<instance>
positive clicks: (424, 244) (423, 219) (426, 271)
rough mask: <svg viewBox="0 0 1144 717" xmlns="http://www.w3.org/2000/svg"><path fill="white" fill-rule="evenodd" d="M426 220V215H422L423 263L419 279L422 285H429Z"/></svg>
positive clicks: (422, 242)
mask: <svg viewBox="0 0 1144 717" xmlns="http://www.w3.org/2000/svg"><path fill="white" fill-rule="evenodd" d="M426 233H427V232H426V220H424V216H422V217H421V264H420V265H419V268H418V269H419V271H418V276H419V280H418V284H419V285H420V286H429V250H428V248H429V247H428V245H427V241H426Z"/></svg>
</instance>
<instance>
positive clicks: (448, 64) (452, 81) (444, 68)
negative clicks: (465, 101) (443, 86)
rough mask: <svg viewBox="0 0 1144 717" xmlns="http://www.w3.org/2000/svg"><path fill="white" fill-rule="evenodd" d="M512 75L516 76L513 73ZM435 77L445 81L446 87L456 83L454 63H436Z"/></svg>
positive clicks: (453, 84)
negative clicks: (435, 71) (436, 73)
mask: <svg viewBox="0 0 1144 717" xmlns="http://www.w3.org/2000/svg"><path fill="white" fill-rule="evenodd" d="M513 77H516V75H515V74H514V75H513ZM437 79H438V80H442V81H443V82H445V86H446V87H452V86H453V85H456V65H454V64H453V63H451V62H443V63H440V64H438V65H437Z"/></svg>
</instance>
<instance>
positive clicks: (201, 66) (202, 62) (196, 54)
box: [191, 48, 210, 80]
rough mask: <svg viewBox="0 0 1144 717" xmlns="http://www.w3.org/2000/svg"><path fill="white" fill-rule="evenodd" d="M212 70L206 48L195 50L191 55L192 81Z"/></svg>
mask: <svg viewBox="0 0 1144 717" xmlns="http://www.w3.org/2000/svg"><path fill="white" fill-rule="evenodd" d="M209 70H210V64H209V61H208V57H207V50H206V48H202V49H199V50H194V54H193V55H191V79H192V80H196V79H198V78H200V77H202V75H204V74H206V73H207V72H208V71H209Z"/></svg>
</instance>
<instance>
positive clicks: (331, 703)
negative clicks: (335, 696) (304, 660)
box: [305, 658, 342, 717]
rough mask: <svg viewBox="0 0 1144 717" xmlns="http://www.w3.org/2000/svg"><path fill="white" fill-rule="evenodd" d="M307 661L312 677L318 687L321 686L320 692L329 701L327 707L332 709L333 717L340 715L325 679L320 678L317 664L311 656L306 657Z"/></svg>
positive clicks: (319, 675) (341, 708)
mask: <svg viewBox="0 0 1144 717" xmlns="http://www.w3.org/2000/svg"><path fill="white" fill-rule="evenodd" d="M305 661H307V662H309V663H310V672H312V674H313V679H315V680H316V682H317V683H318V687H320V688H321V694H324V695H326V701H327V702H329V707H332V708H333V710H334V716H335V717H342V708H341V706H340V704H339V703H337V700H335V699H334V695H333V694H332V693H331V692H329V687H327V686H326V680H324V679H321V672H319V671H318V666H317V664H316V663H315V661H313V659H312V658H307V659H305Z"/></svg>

Required work
Give back the material in full, word for word.

Expected answer
<instance>
positive clicks: (424, 244) (423, 219) (426, 271)
rough mask: <svg viewBox="0 0 1144 717" xmlns="http://www.w3.org/2000/svg"><path fill="white" fill-rule="evenodd" d="M426 220V215H422L423 263L419 279L422 285H429Z"/></svg>
positive clicks: (422, 242)
mask: <svg viewBox="0 0 1144 717" xmlns="http://www.w3.org/2000/svg"><path fill="white" fill-rule="evenodd" d="M426 233H427V232H426V220H424V216H422V217H421V264H420V265H419V268H418V269H419V271H418V276H419V280H418V284H419V285H420V286H429V250H428V248H429V247H428V245H427V241H426Z"/></svg>
</instance>
<instance>
positive clicks: (448, 64) (452, 81) (444, 68)
negative clicks: (465, 101) (443, 86)
rough mask: <svg viewBox="0 0 1144 717" xmlns="http://www.w3.org/2000/svg"><path fill="white" fill-rule="evenodd" d="M512 75L516 76L513 73ZM435 77L445 81L446 87L456 83L454 63H436Z"/></svg>
positive clicks: (453, 84)
negative clicks: (435, 71) (436, 73)
mask: <svg viewBox="0 0 1144 717" xmlns="http://www.w3.org/2000/svg"><path fill="white" fill-rule="evenodd" d="M513 77H516V75H515V74H514V75H513ZM437 79H438V80H442V81H443V82H445V86H446V87H452V86H453V85H456V65H454V64H453V63H451V62H443V63H440V64H438V65H437Z"/></svg>
</instance>
<instance>
positive clicks: (201, 66) (202, 62) (196, 54)
box: [191, 48, 210, 80]
rough mask: <svg viewBox="0 0 1144 717" xmlns="http://www.w3.org/2000/svg"><path fill="white" fill-rule="evenodd" d="M212 70L206 48L195 50L191 55L192 81Z"/></svg>
mask: <svg viewBox="0 0 1144 717" xmlns="http://www.w3.org/2000/svg"><path fill="white" fill-rule="evenodd" d="M209 70H210V64H209V61H208V57H207V50H206V48H202V49H199V50H194V54H193V55H191V79H192V80H196V79H198V78H200V77H202V75H204V74H206V73H207V72H208V71H209Z"/></svg>
</instance>
<instance>
positive clicks: (331, 703)
negative clicks: (335, 696) (304, 660)
box: [305, 658, 342, 717]
rough mask: <svg viewBox="0 0 1144 717" xmlns="http://www.w3.org/2000/svg"><path fill="white" fill-rule="evenodd" d="M307 661L312 677L318 687L321 686L320 692L329 701L327 707L332 709L333 717L340 715L325 679L320 678L317 664L311 656L306 657Z"/></svg>
positive clicks: (319, 675) (341, 708)
mask: <svg viewBox="0 0 1144 717" xmlns="http://www.w3.org/2000/svg"><path fill="white" fill-rule="evenodd" d="M305 661H307V662H309V663H310V672H312V674H313V679H315V680H316V682H317V683H318V687H320V688H321V694H324V695H326V701H327V702H329V707H332V708H333V710H334V716H335V717H342V708H341V706H340V704H339V703H337V700H335V699H334V695H333V694H332V693H331V692H329V687H327V686H326V680H324V679H321V672H319V671H318V666H317V664H316V663H315V661H313V659H312V658H307V659H305Z"/></svg>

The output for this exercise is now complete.